- Exercise goal
Only the lines from the one that contains "of the cloudy" to the end of the material below are wanted, each duplicated exactly.

- Dataset excerpts

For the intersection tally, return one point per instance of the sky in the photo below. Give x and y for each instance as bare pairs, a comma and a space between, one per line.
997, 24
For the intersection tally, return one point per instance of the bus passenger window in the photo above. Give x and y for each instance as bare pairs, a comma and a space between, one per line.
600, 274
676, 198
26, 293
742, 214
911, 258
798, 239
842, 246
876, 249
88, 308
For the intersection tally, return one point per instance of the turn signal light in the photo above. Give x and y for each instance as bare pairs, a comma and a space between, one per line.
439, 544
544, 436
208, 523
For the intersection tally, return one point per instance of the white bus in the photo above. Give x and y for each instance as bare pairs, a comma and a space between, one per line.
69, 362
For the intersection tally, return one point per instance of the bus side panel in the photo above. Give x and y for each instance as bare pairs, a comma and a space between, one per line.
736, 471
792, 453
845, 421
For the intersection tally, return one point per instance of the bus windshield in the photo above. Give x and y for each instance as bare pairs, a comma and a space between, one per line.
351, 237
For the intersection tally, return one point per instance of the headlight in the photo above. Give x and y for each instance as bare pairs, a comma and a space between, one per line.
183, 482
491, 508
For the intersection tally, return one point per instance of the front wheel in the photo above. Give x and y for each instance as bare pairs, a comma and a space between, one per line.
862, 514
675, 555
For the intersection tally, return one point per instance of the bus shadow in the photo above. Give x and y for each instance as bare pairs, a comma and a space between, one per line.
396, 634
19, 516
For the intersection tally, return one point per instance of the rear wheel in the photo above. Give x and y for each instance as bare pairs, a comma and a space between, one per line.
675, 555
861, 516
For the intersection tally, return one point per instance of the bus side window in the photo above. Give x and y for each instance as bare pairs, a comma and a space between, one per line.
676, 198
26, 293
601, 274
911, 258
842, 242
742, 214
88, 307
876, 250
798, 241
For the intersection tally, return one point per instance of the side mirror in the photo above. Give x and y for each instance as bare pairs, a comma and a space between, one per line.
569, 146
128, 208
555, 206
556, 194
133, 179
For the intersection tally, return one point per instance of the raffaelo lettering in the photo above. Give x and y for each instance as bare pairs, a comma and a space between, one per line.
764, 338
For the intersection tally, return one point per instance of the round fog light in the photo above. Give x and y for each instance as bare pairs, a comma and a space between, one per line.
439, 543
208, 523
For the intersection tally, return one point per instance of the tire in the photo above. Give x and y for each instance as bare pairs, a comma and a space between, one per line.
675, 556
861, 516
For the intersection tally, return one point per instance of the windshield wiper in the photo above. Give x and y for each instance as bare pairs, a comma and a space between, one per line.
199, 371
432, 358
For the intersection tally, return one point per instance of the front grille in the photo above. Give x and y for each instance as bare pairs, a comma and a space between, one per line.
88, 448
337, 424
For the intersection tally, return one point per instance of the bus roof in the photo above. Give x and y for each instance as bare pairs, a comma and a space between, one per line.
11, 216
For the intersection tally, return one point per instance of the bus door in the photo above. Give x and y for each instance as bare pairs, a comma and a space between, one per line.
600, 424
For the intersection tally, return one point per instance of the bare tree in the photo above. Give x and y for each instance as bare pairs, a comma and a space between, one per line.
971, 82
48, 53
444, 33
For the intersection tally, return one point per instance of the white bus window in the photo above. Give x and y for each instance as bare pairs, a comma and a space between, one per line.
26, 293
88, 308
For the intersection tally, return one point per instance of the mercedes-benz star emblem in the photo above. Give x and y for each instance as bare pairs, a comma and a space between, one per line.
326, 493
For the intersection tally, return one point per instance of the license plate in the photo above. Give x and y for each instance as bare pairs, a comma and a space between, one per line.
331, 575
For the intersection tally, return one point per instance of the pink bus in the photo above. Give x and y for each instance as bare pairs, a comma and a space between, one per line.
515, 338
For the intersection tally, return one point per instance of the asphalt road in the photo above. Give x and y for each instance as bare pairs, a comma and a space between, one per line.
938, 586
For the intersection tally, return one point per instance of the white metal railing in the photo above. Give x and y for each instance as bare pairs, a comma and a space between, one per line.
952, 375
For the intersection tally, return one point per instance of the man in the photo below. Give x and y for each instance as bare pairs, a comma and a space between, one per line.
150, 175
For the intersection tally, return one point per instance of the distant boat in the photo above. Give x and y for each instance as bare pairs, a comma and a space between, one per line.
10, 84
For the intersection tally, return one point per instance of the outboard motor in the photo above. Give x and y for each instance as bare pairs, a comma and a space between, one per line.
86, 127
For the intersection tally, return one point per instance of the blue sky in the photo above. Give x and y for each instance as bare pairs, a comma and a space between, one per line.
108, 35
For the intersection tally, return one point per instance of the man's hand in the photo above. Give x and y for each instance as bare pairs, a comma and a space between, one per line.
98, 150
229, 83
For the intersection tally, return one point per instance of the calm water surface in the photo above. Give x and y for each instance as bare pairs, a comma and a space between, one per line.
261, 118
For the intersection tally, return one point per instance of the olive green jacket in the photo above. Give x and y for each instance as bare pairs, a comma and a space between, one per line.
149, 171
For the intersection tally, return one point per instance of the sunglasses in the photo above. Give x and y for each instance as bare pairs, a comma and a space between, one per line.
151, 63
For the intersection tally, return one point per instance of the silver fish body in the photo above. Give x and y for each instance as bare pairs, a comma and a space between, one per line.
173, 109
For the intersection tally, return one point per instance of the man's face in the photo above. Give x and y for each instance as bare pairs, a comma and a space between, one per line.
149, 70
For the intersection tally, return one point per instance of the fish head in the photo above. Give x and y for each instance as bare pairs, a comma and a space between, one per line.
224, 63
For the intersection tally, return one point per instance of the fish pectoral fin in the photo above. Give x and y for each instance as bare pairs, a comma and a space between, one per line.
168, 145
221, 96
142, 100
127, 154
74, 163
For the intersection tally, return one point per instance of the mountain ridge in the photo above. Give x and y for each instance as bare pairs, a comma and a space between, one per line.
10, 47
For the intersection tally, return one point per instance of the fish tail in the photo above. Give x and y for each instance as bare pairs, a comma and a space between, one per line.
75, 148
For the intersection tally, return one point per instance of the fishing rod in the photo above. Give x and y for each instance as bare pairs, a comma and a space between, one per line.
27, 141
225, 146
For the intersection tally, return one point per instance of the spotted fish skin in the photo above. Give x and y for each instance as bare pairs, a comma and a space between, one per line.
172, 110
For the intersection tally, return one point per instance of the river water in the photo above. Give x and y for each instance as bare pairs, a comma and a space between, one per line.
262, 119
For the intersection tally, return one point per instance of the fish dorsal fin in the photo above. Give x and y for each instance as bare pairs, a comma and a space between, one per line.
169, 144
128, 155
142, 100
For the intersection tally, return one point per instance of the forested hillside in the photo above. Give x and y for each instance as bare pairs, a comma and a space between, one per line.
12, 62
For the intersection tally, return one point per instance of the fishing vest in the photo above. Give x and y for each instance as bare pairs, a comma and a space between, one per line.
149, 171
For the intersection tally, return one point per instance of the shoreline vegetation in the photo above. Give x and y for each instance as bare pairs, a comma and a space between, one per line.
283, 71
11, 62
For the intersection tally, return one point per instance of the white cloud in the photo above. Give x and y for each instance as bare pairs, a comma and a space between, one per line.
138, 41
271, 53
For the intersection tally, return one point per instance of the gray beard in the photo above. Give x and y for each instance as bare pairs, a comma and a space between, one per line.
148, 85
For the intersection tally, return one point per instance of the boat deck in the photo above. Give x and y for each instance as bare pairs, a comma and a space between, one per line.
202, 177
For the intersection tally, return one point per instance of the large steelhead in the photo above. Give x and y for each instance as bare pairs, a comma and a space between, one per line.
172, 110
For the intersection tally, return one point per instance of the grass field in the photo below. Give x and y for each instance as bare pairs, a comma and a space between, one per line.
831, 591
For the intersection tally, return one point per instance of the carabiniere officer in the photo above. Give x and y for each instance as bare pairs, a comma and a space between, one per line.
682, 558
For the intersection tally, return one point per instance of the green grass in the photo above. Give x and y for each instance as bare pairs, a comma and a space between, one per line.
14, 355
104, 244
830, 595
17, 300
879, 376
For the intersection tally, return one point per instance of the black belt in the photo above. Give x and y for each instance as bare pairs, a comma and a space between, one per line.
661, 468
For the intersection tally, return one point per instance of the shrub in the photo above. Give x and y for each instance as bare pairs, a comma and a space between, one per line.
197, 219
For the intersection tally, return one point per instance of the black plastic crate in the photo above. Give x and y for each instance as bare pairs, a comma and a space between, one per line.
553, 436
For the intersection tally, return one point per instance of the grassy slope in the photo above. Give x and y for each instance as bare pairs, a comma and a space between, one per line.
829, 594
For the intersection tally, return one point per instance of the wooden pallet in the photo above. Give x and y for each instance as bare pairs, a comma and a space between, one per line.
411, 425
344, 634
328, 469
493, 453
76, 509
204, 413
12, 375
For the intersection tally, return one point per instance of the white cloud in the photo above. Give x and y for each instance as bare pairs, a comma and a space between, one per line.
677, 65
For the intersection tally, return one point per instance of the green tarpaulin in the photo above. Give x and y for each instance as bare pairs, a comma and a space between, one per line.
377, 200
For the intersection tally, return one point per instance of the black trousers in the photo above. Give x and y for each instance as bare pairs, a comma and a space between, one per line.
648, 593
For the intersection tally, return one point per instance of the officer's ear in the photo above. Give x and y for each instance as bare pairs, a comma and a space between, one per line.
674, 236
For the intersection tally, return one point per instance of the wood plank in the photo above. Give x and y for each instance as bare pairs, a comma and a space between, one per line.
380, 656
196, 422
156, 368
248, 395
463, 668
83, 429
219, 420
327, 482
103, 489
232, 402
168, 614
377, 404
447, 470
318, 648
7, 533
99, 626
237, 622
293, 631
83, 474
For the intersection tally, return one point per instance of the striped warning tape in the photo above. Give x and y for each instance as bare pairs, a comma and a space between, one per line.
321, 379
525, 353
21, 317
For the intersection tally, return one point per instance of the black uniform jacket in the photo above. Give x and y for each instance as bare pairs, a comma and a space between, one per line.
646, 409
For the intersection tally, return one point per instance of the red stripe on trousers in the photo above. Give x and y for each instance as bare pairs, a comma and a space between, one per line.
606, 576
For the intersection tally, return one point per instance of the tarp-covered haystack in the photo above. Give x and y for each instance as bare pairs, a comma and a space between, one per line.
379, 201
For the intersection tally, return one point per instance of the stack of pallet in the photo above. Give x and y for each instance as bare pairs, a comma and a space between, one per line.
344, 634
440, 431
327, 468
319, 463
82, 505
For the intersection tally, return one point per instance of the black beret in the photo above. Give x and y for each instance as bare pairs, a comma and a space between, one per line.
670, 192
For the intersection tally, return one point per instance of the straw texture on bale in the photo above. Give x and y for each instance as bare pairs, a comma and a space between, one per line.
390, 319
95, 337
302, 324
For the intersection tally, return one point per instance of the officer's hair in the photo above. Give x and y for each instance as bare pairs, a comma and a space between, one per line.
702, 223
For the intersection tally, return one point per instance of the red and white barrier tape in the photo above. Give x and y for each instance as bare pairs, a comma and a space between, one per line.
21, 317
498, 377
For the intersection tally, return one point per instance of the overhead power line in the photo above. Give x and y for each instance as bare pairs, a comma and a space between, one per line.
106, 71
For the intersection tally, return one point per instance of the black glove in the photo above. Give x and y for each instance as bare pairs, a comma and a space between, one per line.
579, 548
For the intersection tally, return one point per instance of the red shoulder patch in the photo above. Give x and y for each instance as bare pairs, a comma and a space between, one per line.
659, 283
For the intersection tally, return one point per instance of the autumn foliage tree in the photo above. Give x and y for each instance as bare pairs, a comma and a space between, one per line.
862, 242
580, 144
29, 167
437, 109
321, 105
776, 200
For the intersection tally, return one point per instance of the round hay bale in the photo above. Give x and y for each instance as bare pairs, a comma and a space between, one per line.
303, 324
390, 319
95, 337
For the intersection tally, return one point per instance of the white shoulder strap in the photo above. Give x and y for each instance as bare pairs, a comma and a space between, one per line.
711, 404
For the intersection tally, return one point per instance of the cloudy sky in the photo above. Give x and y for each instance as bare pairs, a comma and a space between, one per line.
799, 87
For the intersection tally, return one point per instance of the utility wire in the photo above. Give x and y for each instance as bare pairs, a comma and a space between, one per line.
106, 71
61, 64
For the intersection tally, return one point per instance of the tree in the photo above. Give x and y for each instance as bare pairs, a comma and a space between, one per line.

- Response area
For the intersection tally, return one point per instance of the cloudy sky in the photo above. Give x and y for each instance as bare pairs, a comma and a space between, one per line.
799, 87
For the intersection tally, return one point per instance of the utility wire in the photo above. Give x and y for each instance as bare pairs, a comma and a space between, one per line.
106, 71
61, 64
For the intersection tally, return one point per instance of the tree in the photo above. Give x and y for each instance as bare pairs, a comma and a space between, one per line.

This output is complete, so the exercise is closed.